**Extracted text**
However, he said in the early 2000s with the signing of the North American Free Trade Agreement, manufacturing became more likely to be outsourced. Collari said the Russell Corporation went from 7,500 employees to closer to 100 employees. That’s when Alexander City shifted to using lake tourism as their “economic engine,” he said.
Hasting said the tourism industry has a trickle-down effect. Visitors start by spending directly in the industry by paying for hotels and restaurants and shopping at local businesses. Then those businesses are able to pay their employees and the employees can also spend more on different avenues creating an economic cycle.
“They might be paying for babysitters or mortgages. They might be paying for landscaping, or things on their homes things that aren't as directly related to tourism,” Hasting said. “But because of the impact that our visitors are having on the economy as a whole, that money trickles down throughout our local economy.”

**Information supplied**

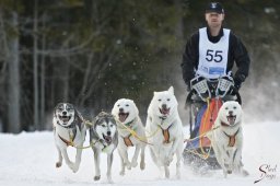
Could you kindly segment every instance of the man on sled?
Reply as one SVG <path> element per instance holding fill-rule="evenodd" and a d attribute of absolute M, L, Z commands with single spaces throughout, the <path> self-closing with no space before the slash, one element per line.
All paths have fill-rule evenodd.
<path fill-rule="evenodd" d="M 183 78 L 189 92 L 186 105 L 190 112 L 190 139 L 184 161 L 215 168 L 219 164 L 206 133 L 212 129 L 223 102 L 235 100 L 241 104 L 238 90 L 248 75 L 250 60 L 241 39 L 223 28 L 221 3 L 209 3 L 205 18 L 207 26 L 190 36 L 183 55 Z M 237 70 L 232 73 L 234 61 Z"/>

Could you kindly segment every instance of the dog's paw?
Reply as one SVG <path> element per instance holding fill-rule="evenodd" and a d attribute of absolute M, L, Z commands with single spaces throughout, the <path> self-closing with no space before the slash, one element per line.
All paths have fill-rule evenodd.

**Required work**
How would you render the sentence "Hasting said the tourism industry has a trickle-down effect." from the Alexander City tourism text in Spanish?

**Response below**
Hasting dijo que la industria del turismo tiene un efecto de derrame.